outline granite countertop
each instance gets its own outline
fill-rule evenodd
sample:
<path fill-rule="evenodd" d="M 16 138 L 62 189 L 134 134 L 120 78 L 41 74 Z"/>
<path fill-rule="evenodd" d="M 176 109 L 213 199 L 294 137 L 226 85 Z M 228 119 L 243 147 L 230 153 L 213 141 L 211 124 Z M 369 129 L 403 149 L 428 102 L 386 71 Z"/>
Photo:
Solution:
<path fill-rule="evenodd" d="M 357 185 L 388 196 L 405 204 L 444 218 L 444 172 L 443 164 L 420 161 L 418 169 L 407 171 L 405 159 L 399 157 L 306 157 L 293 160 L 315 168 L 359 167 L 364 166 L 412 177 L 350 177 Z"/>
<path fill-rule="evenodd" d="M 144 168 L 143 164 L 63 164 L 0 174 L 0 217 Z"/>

++++++

** Request **
Can you render every line of the rows above as a Markdown table with the columns Line and Entry, with each line's number under Line and its text under Entry, and with blank lines left out?

** Task response **
| Line | Entry |
|---|---|
| 1 | outline granite countertop |
| 2 | each instance gets its own outline |
| 3 | fill-rule evenodd |
| 4 | sample: |
| 5 | <path fill-rule="evenodd" d="M 16 138 L 62 189 L 134 134 L 120 78 L 41 74 Z"/> |
| 6 | <path fill-rule="evenodd" d="M 176 109 L 213 199 L 294 137 L 226 85 Z M 228 119 L 243 147 L 230 153 L 213 141 L 211 124 Z M 369 129 L 403 149 L 428 102 L 386 71 Z"/> |
| 7 | Photo: |
| 8 | Solution: |
| 9 | <path fill-rule="evenodd" d="M 357 185 L 388 196 L 405 204 L 444 218 L 444 172 L 443 164 L 420 161 L 418 169 L 407 171 L 405 159 L 399 157 L 306 157 L 293 160 L 315 168 L 359 167 L 364 166 L 412 177 L 350 177 Z"/> |
| 10 | <path fill-rule="evenodd" d="M 144 168 L 143 164 L 63 164 L 0 174 L 0 217 Z"/> |